__TAREFAS__:
1. Reescreva somente as linhas de dados que vão do início delas até a linha que contém "[[[132,0],[0,0],[0,54],[28,57],[132,38]]]", inclusive, e desloque em 144 cada coordenada das respostas. Mantenha os pedidos e os exemplos de formato sem alteração.
2. Dê continuidade ao discurso sobre a violência contra as mulheres no Brasil a partir do ponto em que ele para.

__TRECHO DO TEXTO__:
====

Discurso durante a 200ª Sessão Deliberativa Ordinária, no Senado Federal

Preocupação com o aumento da violência contra as mulheres no Brasil, de acordo com dados divulgados pela Faculdade Latino-Americana de Ciências Sociais.

Autor
Humberto Costa (PT - Partido dos Trabalhadores/PE)
Nome completo: Humberto Sérgio Costa Lima
Casa
Senado Federal
Tipo
Discurso
Resumo por assunto
DIREITOS HUMANOS E MINORIAS:
  • Preocupação com o aumento da violência contra as mulheres no Brasil, de acordo com dados divulgados pela Faculdade Latino-Americana de Ciências Sociais.
Publicação
Publicação no DSF de 11/11/2015 - Página 177
Assunto
Outros > DIREITOS HUMANOS E MINORIAS
Indexação
  • COMENTARIO, DADOS, PESQUISA, AUTORIA, FACULDADE LATINO-AMERICANA DE CIENCIAS SOCIAIS (FLACSO), ASSUNTO, VIOLENCIA, VITIMA, MULHER, APREENSÃO, AUMENTO, OCORRENCIA, AGRESSÃO, ENFASE, NEGRO.

    O SR. HUMBERTO COSTA (Bloco Apoio Governo/PT - PE. Pronuncia o seguinte discurso. Sem revisão do orador.) - Sr. Presidente, Srªs e Srs. Senadores, telespectadores da TV Senado, ouvintes que nos acompanham pela Rádio Senado, nós todos recebemos, com muita preocupação, os recentes dados divulgados pela Faculdade Latino-Americana de Ciências Sociais, que atestam uma assustadora escalada de violência contra as mulheres no Brasil.

====

__DADOS EXIBIDOS__:
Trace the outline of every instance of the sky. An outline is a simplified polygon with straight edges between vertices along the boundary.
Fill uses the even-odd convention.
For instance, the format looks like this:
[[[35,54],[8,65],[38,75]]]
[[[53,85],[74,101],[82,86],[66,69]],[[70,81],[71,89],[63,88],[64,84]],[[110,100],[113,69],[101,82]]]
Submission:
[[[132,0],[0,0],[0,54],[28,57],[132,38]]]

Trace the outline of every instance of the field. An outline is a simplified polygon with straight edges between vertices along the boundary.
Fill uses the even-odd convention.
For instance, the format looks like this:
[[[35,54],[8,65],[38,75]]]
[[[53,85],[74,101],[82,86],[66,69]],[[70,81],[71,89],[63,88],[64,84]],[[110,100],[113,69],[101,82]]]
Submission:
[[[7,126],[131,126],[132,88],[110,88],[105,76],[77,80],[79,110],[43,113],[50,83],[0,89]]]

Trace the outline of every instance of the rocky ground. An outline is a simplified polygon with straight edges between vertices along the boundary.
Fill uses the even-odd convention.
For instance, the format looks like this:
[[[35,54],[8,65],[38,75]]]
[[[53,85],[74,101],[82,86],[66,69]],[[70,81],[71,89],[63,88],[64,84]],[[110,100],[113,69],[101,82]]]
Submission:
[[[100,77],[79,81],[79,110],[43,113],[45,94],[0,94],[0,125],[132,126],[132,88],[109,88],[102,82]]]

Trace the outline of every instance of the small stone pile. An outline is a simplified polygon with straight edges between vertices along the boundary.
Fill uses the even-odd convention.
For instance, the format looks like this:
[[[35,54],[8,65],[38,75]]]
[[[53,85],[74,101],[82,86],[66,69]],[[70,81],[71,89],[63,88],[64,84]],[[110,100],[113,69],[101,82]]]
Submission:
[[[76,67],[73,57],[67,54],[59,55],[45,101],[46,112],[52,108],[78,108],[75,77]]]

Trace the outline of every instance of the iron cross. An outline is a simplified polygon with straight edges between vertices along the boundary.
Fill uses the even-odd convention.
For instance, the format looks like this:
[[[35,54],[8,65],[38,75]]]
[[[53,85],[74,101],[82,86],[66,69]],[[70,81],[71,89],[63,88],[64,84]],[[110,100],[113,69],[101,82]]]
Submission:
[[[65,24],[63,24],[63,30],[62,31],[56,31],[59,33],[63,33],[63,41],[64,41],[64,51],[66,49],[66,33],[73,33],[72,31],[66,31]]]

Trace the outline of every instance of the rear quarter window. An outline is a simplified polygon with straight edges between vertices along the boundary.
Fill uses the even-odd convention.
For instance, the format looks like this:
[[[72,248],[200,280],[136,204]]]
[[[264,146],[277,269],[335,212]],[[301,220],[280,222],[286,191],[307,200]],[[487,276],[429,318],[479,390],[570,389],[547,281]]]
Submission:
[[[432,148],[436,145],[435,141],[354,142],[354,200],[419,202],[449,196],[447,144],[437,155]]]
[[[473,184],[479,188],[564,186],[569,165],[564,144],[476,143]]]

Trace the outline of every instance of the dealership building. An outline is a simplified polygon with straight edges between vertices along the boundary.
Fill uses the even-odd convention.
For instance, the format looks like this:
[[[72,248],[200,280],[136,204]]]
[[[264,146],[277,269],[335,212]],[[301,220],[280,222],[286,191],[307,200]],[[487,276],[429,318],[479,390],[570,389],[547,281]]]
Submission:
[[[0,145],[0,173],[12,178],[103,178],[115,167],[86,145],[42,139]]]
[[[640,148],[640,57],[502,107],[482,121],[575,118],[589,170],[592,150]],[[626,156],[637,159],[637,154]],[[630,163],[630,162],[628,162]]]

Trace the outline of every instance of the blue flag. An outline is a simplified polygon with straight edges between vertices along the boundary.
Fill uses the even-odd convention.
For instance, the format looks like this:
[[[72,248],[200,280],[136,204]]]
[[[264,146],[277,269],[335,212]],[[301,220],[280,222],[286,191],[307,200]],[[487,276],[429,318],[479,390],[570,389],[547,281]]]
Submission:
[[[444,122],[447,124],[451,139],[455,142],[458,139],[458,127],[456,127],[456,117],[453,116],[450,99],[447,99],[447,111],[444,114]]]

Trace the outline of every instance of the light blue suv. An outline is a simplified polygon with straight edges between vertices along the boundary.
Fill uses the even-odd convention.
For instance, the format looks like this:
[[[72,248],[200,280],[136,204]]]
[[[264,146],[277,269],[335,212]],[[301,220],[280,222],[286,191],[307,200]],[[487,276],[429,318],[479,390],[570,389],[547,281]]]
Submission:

====

__RESPOSTAS__:
1.
Trace the outline of every instance of the sky. An outline is a simplified polygon with straight edges between vertices along the boundary.
Fill uses the even-odd convention.
For instance, the format looks like this:
[[[35,54],[8,65],[38,75]]]
[[[53,85],[74,101],[82,86],[66,69]],[[70,81],[71,89],[63,88],[64,84]],[[110,100],[113,69],[101,82]]]
Submission:
[[[276,144],[144,144],[144,198],[172,201],[276,182]]]

2.
    O chamado Mapa da Violência 2015 externa principalmente que o homicídio contra as mulheres negras aumentou em mais de 50%, somente no intervalo de uma década, em nosso País. Isso é aterrador.

    Todas as ações tomadas ao longo desse período, todas as discussões empreendidas nos últimos 10 anos não foram suficientemente eficazes para frear esse processo de dizimação das mulheres brasileiras, que está em curso. Esse não é um assunto de governos, esse é um assunto que deve ser objeto de reflexão profunda de toda a sociedade, porque são nossas mães, nossas irmãs, nossas filhas, nossas mulheres, enfim, que vem sendo exterminadas diariamente, e esse é um tema que diz respeito a todos nós.

    A análise do Mapa da Violência revela que 50,3% das mortes violentas de mulheres são cometidos por seus próprios familiares e 33,2% por parceiros ou ex-parceiros. Ou seja, os agressores estão dentro de casa e, muitas vezes, dividem a mesma cama com as vítimas. Então, não adianta querer observar essa tragédia apenas pelo prisma policial, porque não há como colocar polícia em cada lar brasileiro para prevenir a violência. Essa é, fundamentalmente, uma questão cultural de desrespeito à condição das mulheres, que precisa ser enfrentada e mudada se quisermos alterar esse quadro dantesco da realidade brasileira.

    De 1980 a 2013, mais de 106 mil mulheres foram assassinadas neste País. Somente em 2013, foram quase 5 mil. São 4,8 homicídios registrados para cada 100 mil mulheres, o que nos coloca como a quinta pior nação do mundo, entre 83 avaliadas. Subimos duas posições nesse ranking nefasto, tendo em conta que, em 2013, nós ocupávamos a sétima posição, e isso nos coloca numa situação muito pior, por exemplo, do que a Síria, um país há 4 anos em uma sangrenta guerra civil, mas que ocupa a 64ª posição em morte de mulheres nesse levantamento elaborado.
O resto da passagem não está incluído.